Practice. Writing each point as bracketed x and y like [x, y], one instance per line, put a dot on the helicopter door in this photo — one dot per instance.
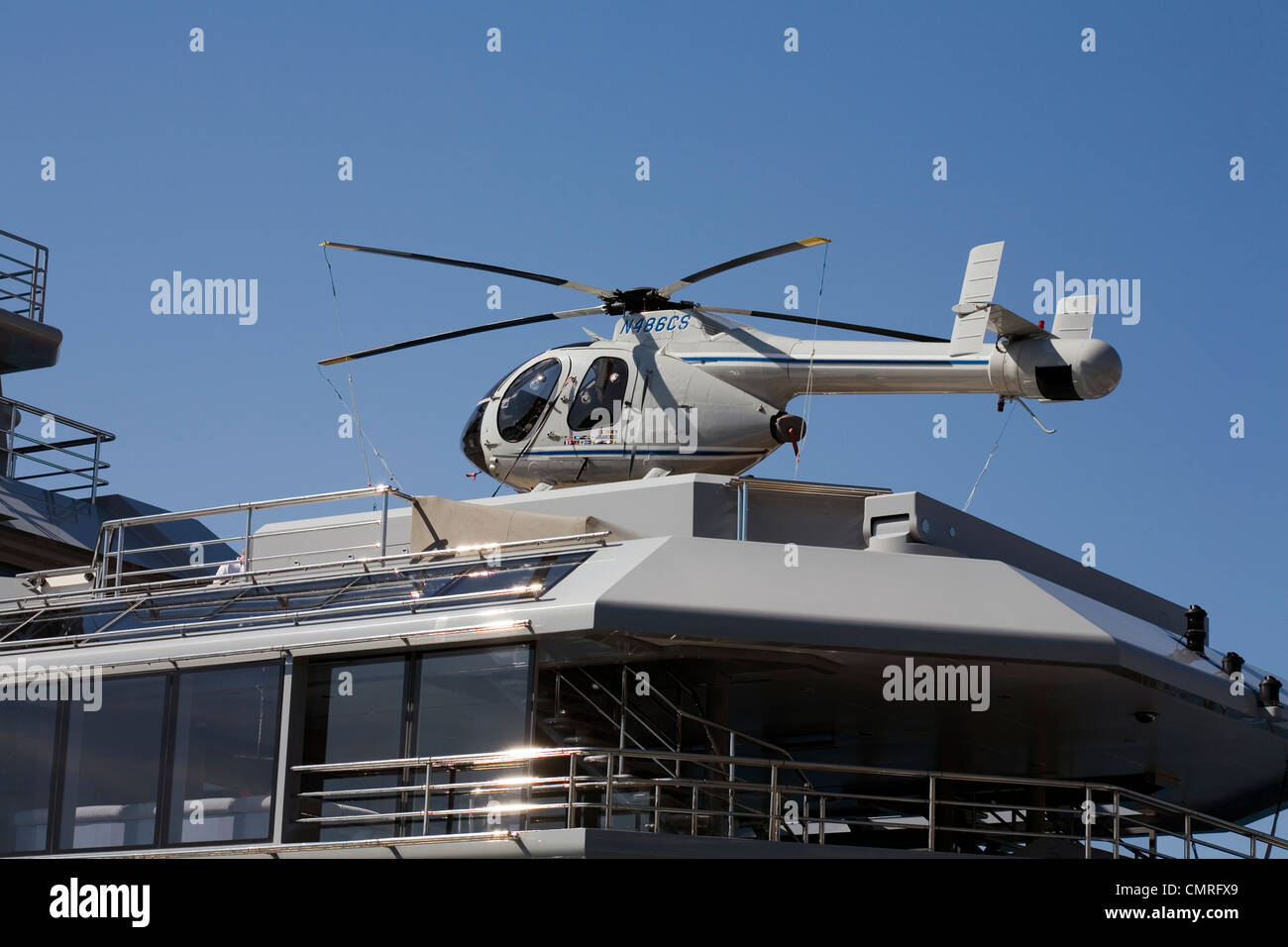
[599, 399]
[524, 405]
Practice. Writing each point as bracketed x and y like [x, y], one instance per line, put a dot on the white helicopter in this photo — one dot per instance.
[679, 388]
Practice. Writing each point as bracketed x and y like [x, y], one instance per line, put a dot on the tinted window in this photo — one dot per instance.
[599, 399]
[473, 701]
[114, 766]
[526, 399]
[224, 754]
[26, 763]
[356, 711]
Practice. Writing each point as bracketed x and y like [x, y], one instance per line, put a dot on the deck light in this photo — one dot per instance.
[1269, 692]
[1196, 629]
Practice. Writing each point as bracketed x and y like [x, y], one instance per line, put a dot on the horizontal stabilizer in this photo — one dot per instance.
[1073, 316]
[1006, 322]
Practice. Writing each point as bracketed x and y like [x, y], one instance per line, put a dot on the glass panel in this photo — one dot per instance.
[224, 754]
[355, 711]
[471, 702]
[526, 399]
[599, 399]
[26, 763]
[114, 763]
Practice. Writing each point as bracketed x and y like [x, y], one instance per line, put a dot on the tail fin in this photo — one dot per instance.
[978, 286]
[1074, 316]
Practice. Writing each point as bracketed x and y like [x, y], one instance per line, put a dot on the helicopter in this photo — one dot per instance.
[682, 388]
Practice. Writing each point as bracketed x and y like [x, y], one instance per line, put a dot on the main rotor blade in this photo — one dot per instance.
[829, 324]
[741, 262]
[467, 264]
[459, 333]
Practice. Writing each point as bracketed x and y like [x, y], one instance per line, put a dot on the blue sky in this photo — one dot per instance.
[1108, 165]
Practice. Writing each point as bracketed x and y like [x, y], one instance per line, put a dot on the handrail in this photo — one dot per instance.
[578, 789]
[81, 476]
[34, 294]
[375, 567]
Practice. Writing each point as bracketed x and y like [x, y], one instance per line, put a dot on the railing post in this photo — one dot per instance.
[773, 802]
[732, 776]
[1089, 815]
[384, 523]
[429, 774]
[930, 819]
[120, 557]
[572, 789]
[246, 547]
[93, 483]
[742, 510]
[1117, 822]
[608, 793]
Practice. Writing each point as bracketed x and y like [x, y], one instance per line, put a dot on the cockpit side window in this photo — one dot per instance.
[599, 399]
[526, 399]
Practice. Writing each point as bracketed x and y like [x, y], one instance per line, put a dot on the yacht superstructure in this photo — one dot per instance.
[694, 664]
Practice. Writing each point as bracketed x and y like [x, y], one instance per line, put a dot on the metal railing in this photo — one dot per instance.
[104, 600]
[76, 462]
[22, 278]
[112, 549]
[621, 789]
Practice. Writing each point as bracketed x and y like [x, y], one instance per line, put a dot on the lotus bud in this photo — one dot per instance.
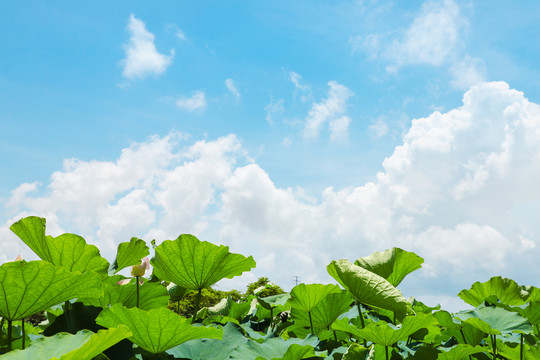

_ _ _

▶ _WHAT TO DO_:
Rewrite everything from the line containing "the helicopter in" through the end of the items as a Markdown table with two columns, Row and Content, numbering each line in order and skipping blank lines. Leave the pictures out of the table.

▶ _WORKED ANSWER_:
| Row | Content |
|---|---|
| 1 | Practice. Writing each point as bracketed x and y like [x, y], one instance per line, put a dot on the helicopter in this photo — one dot per instance. |
| 2 | [682, 388] |
| 3 | Practice. Writing each point as bracketed x and y like [x, y], one instance per line, put a dot on the main rotor blade in this photo — one dot per instance. |
| 4 | [829, 324] |
| 5 | [741, 262] |
| 6 | [467, 264] |
| 7 | [459, 333] |
| 8 | Practice. Writing each point as bracketed x and y like [x, y], one instance per line, put a dot on the blue sky in this photo — one dot per instance. |
| 9 | [1108, 165] |
| 10 | Practice. Writing each point as bracketed x and y like [x, y], one instance per line, put a dot on the handrail in this photo — one dot per instance. |
| 11 | [578, 789] |
| 12 | [81, 476] |
| 13 | [34, 294] |
| 14 | [375, 567] |
| 15 | Practice. Writing each point as bracketed x and y like [x, y], one instance per line, put a dot on the railing post in this photo — one dot per instance. |
| 16 | [773, 802] |
| 17 | [732, 776] |
| 18 | [1089, 815] |
| 19 | [384, 523] |
| 20 | [429, 774] |
| 21 | [930, 819] |
| 22 | [120, 557] |
| 23 | [572, 789] |
| 24 | [246, 547] |
| 25 | [93, 483] |
| 26 | [742, 510] |
| 27 | [1117, 822] |
| 28 | [608, 793] |
| 29 | Practice. Writing each point as bracketed x and y like [x, y], one instance per line, put a dot on the cockpit side window in this photo — one dot per instance. |
| 30 | [599, 399] |
| 31 | [526, 399] |
| 32 | Practice. Writing each point as bracketed x and y like [x, y], one instance per line, put a dot on the yacht superstructure in this photo — one dot per instance. |
| 33 | [694, 664] |
| 34 | Practice. Writing each point as bracketed x and y like [x, y], one instance per line, put a dot on the metal railing in this photo — one dot per instance. |
| 35 | [104, 600] |
| 36 | [76, 462] |
| 37 | [22, 278] |
| 38 | [112, 549] |
| 39 | [621, 789] |
| 40 | Practice. Writing each point as bracketed x and y like [x, y], one instance per line, put a dot on the lotus bud in this photo — one dot per instance. |